(Beginning of Raw data)
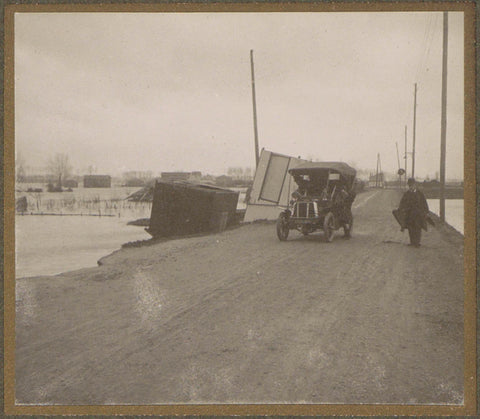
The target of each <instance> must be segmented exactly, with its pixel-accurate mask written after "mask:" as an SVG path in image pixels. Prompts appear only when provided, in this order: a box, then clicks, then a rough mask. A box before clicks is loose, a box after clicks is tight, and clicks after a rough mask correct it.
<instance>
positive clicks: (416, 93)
mask: <svg viewBox="0 0 480 419" xmlns="http://www.w3.org/2000/svg"><path fill="white" fill-rule="evenodd" d="M416 124H417V83H415V93H414V101H413V145H412V177H413V178H414V177H415V128H416Z"/></svg>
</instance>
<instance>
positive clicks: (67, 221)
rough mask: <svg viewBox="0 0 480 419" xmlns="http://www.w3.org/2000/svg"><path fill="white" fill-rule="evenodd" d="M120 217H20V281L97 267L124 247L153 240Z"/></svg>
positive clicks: (69, 216)
mask: <svg viewBox="0 0 480 419" xmlns="http://www.w3.org/2000/svg"><path fill="white" fill-rule="evenodd" d="M127 221H128V220H127V219H125V218H118V217H88V216H87V217H85V216H83V217H75V216H63V217H62V216H40V215H25V216H21V215H17V216H16V217H15V223H16V226H15V236H16V237H15V238H16V245H15V248H16V264H15V265H16V277H17V278H21V277H25V276H34V275H55V274H58V273H61V272H65V271H71V270H74V269H80V268H86V267H91V266H97V260H98V259H100V258H101V257H102V256H105V255H108V254H109V253H111V252H113V251H115V250H117V249H119V248H120V247H121V245H122V244H123V243H127V242H130V241H135V240H146V239H149V238H151V236H150V235H149V234H148V233H147V232H146V231H145V230H144V228H143V227H137V226H129V225H127Z"/></svg>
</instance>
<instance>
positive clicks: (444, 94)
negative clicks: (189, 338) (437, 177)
mask: <svg viewBox="0 0 480 419" xmlns="http://www.w3.org/2000/svg"><path fill="white" fill-rule="evenodd" d="M447 58H448V12H443V58H442V120H441V134H440V220H441V221H445V157H446V144H447Z"/></svg>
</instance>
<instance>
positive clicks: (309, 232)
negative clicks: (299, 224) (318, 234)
mask: <svg viewBox="0 0 480 419" xmlns="http://www.w3.org/2000/svg"><path fill="white" fill-rule="evenodd" d="M301 232H302V234H303V235H304V236H308V235H309V234H310V233H311V232H312V230H310V228H309V227H308V226H302V230H301Z"/></svg>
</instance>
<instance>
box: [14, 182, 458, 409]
mask: <svg viewBox="0 0 480 419" xmlns="http://www.w3.org/2000/svg"><path fill="white" fill-rule="evenodd" d="M399 199H400V195H399V192H397V191H393V190H378V191H369V192H366V193H363V194H360V195H359V196H358V197H357V200H356V202H355V203H354V209H353V213H354V217H355V226H354V231H353V237H352V238H351V239H350V240H347V239H344V238H342V237H341V236H342V234H341V233H340V232H338V233H337V234H338V235H337V236H336V237H335V239H334V241H333V242H332V243H325V242H324V240H323V234H322V233H315V234H312V235H310V236H307V237H304V236H302V235H301V234H300V233H298V232H295V231H292V232H291V233H290V237H289V239H288V241H286V242H280V241H279V240H278V239H277V237H276V234H275V226H274V225H273V224H271V223H258V224H248V225H244V226H241V227H239V228H236V229H232V230H228V231H225V232H223V233H221V234H216V235H208V236H202V237H190V238H183V239H177V240H170V241H164V242H160V243H156V244H153V245H150V246H142V247H138V248H126V249H122V250H121V251H118V252H116V253H114V254H113V255H111V256H109V257H107V258H105V259H103V260H102V263H103V264H102V266H99V267H97V268H91V269H83V270H80V271H75V272H70V273H66V274H62V275H58V276H55V277H39V278H28V279H19V280H17V301H16V307H17V308H16V310H17V319H16V400H17V403H18V404H29V403H31V404H38V403H46V404H53V403H55V404H89V405H96V404H142V405H143V404H157V403H173V402H175V403H234V402H235V403H237V402H238V403H283V402H288V403H345V404H347V403H348V404H350V403H352V404H356V403H402V404H403V403H415V404H418V403H420V404H423V403H425V404H435V403H440V404H445V403H451V404H461V403H462V402H463V357H464V352H463V238H462V236H461V235H460V234H458V233H456V232H454V231H453V230H450V229H448V228H446V227H443V226H441V227H438V228H435V229H431V230H430V231H429V232H428V233H426V234H424V237H423V241H422V247H421V248H419V249H415V248H412V247H409V246H407V243H408V234H407V233H406V232H405V233H401V232H400V231H399V228H398V225H396V223H395V221H394V219H393V217H392V215H391V210H392V209H393V208H395V207H396V206H397V205H398V202H399Z"/></svg>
(End of Raw data)
Task requirements >>
Each entry is to be given again exactly as it stands, with its pictures removed.

Answer section >>
The target of each <instance> must be segmented exactly, with its pixel-accurate mask written after "mask:" as an SVG path in image pixels. Prompts appear only when provided, in this order: a box, then clicks, then a rough mask. A box before clicks is loose, a box after clicks is tight, and clicks after a rough mask correct it.
<instance>
positive clicks: (416, 93)
mask: <svg viewBox="0 0 480 419" xmlns="http://www.w3.org/2000/svg"><path fill="white" fill-rule="evenodd" d="M416 124H417V83H415V93H414V101H413V145H412V177H413V178H414V177H415V128H416Z"/></svg>
</instance>
<instance>
positive clicks: (67, 221)
rough mask: <svg viewBox="0 0 480 419" xmlns="http://www.w3.org/2000/svg"><path fill="white" fill-rule="evenodd" d="M120 217H20V281L97 267L124 247L153 240Z"/></svg>
positive clicks: (69, 216)
mask: <svg viewBox="0 0 480 419" xmlns="http://www.w3.org/2000/svg"><path fill="white" fill-rule="evenodd" d="M127 221H128V220H127V219H125V218H118V217H88V216H87V217H85V216H83V217H75V216H63V217H62V216H40V215H25V216H21V215H17V216H16V217H15V223H16V226H15V236H16V237H15V238H16V245H15V248H16V264H15V265H16V277H17V278H21V277H25V276H34V275H55V274H58V273H61V272H65V271H71V270H74V269H80V268H86V267H91V266H97V260H98V259H100V258H101V257H102V256H105V255H108V254H109V253H111V252H113V251H115V250H117V249H119V248H120V247H121V245H122V244H123V243H127V242H130V241H135V240H146V239H149V238H151V236H150V235H149V234H148V233H147V232H146V231H145V230H144V228H143V227H137V226H129V225H127Z"/></svg>
</instance>
<instance>
positive clicks: (444, 94)
negative clicks: (189, 338) (437, 177)
mask: <svg viewBox="0 0 480 419" xmlns="http://www.w3.org/2000/svg"><path fill="white" fill-rule="evenodd" d="M447 58H448V12H443V58H442V120H441V134H440V220H441V221H445V157H446V144H447Z"/></svg>
</instance>
<instance>
positive clicks: (309, 232)
negative clicks: (299, 224) (318, 234)
mask: <svg viewBox="0 0 480 419" xmlns="http://www.w3.org/2000/svg"><path fill="white" fill-rule="evenodd" d="M301 232H302V234H303V235H304V236H308V235H309V234H310V233H311V232H312V230H310V228H309V227H308V226H302V230H301Z"/></svg>
</instance>
<instance>
box: [14, 182, 458, 409]
mask: <svg viewBox="0 0 480 419" xmlns="http://www.w3.org/2000/svg"><path fill="white" fill-rule="evenodd" d="M399 199H400V195H399V192H397V191H393V190H378V191H369V192H366V193H363V194H360V195H359V196H358V197H357V200H356V202H355V203H354V209H353V213H354V217H355V226H354V231H353V237H352V238H351V239H350V240H347V239H344V238H342V237H341V236H342V234H341V233H340V232H338V233H337V234H338V235H337V236H336V237H335V239H334V241H333V242H332V243H325V242H324V240H323V234H322V233H315V234H312V235H310V236H307V237H304V236H302V235H301V234H300V233H298V232H295V231H292V232H291V233H290V237H289V239H288V241H286V242H280V241H279V240H278V239H277V237H276V234H275V226H274V225H273V224H271V223H258V224H248V225H244V226H241V227H239V228H236V229H232V230H228V231H225V232H223V233H221V234H216V235H208V236H202V237H190V238H183V239H177V240H170V241H164V242H160V243H156V244H153V245H150V246H142V247H138V248H126V249H122V250H121V251H118V252H116V253H114V254H113V255H111V256H109V257H107V258H105V259H103V260H102V263H103V264H102V266H99V267H97V268H91V269H83V270H80V271H75V272H70V273H66V274H62V275H58V276H55V277H39V278H28V279H19V280H17V301H16V307H17V308H16V310H17V319H16V400H17V403H18V404H29V403H31V404H38V403H46V404H53V403H55V404H89V405H96V404H142V405H143V404H157V403H173V402H175V403H234V402H235V403H237V402H238V403H283V402H288V403H345V404H347V403H348V404H350V403H352V404H356V403H402V404H403V403H415V404H418V403H420V404H423V403H425V404H435V403H440V404H445V403H451V404H461V403H462V402H463V357H464V352H463V238H462V236H461V235H460V234H458V233H456V232H454V231H453V230H450V229H448V228H446V227H443V226H441V227H438V228H435V229H431V230H430V231H429V232H428V233H426V234H424V237H423V241H422V247H421V248H419V249H415V248H412V247H409V246H407V243H408V234H407V233H406V232H405V233H401V232H400V231H399V228H398V225H396V223H395V221H394V219H393V217H392V215H391V210H392V209H393V208H395V207H396V206H397V205H398V202H399Z"/></svg>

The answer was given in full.